- **Selected extract**
--
The checklist sits on a second monitor, half-hidden behind a telemetry window, while Alvarez leans back just far enough to see both without moving his chair. He came over from propulsion analysis five years ago, after a launch scrub that turned on a valve fault no one had modeled correctly, and he still keeps that report in a folder he doesn’t open. The spacecraft is already two days out, coasting on the last chemical burn, and the line he’s watching for is unremarkable: reactor enable, conditional.

He doesn’t say anything when it clears. He marks the time, then waits through the lag that always follows commands sent across that distance, long enough for doubt to creep in before the data returns and settles where it should.

“You don’t celebrate this step,” he says later. “You verify it, because if it’s wrong, you won’t get a second try.”

What changes in that moment doesn’t register as a spike or a surge. It shows up as continuity. Heat where there was none, electrical load that doesn’t decay, a thrust profile that begins and does not end. The spacecraft stops behaving like something that was thrown and starts behaving like something that works.

Call it a small thing—the difference between a push and a process—but it changes what the rest of the mission is allowed to become.

Alvarez learned his instincts on chemical systems, where propulsion is a short, decisive conversation with physics. You burn propellant, you get your delta-v, and then the system goes quiet, leaving guidance and small corrections to carry you the rest of the way. It is elegant and brutally constrained at the same time. You can reach a destination with precision, but you arrive with whatever you managed to pack at the beginning, no more and no less.

“We got very good at leaving,” he says, glancing back at a trajectory plot that is already obsolete. “Staying is a different problem.”

The reactor changes that problem by changing what the spacecraft does with time. Instead of converting fuel directly into thrust, the system converts heat into electricity and electricity into motion, feeding a set of thrusters that produce almost no force at any given instant. The force is slight enough to vanish into rounding errors over short intervals, which is why the curve the navigation team watches looks almost flat until it doesn’t.
--
- **Short exercise**
Carry the narrative about the reactor-powered spacecraft forward from its final sentence.

- **Information provided**
--
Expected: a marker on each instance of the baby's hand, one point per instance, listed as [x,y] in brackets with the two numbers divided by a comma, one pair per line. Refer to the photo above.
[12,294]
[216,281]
--
- **Expected output**
A specialist on that team keeps a printout pinned to the edge of her console, the kind of chart that invites skepticism because it looks too gentle to matter. “It’s not acceleration the way people think of it,” she says, running a finger along a line that bends upward by degrees. “It’s accumulation. Leave it alone long enough, and it outruns what you expect.”

That curve shows up early in the mission design, shaping everything that follows. Once you commit to sustained low thrust, you commit to a different allocation of mass and risk. You carry less propellant, because you don’t need to spend it all at once, and you carry more capability, because the system that produces your motion also produces your power. The spacecraft becomes less like a projectile and more like a platform.

The first consequence is physical. If you are not devoting most of your mass to propellant, you have room for payloads that do more than observe and transmit. In NASA’s case, that includes helicopter scouts for Mars, small enough to travel as secondary cargo but capable of mapping terrain, identifying landing zones, and probing for subsurface water once they arrive.

The second consequence is temporal. A reactor that produces steady electrical output does not care whether the Sun is available, whether dust is in the air, or whether the environment aligns with your operating window. On the Moon, where night lasts roughly two weeks, solar systems shut down or rely on storage that adds mass and complexity. On Mars, dust storms can reduce solar output to a fraction of nominal levels for extended periods. A reactor continues.

“Power is what lets you make commitments,” an engineer working on surface systems says. “Without it, everything is provisional.”

The propulsion work feeds directly into the question of sustained presence. If you can launch, start, and operate a compact reactor in deep space, you have demonstrated a power system that can be set down on a surface and left to run through conditions that defeat alternatives.

In Idaho, where teams are developing what the Department of Energy classifies as microreactors, the target is not a city but a constraint. Diesel fuel that has to be shipped in over long distances, at costs that can exceed three hundred dollars per megawatt-hour in remote locations, defines the operating limits of entire communities and industrial sites. Replace that with a compact reactor that can run continuously for years, and the constraint changes character.

A project manager there, standing beside a mockup that occupies less space than most people expect, frames it in terms that echo the space program without trying to. “We’re trying to make nuclear behave like equipment,” she says, tapping the side of the unit. “Something you deliver, install, and depend on.”

Current designs aim for outputs in the range of a few to tens of megawatts electric, with refueling intervals measured in years and footprints small enough to be transported in modular sections. They do not replace centralized generation, but they change the arithmetic wherever the alternative is a fuel chain that can be interrupted, delayed, or priced beyond what the site can absorb.

In space, reactors are being scaled to the smallest viable systems that can support propulsion and survival beyond Earth orbit. On Earth, they are being scaled to the smallest viable systems that can be deployed where centralized infrastructure does not reach.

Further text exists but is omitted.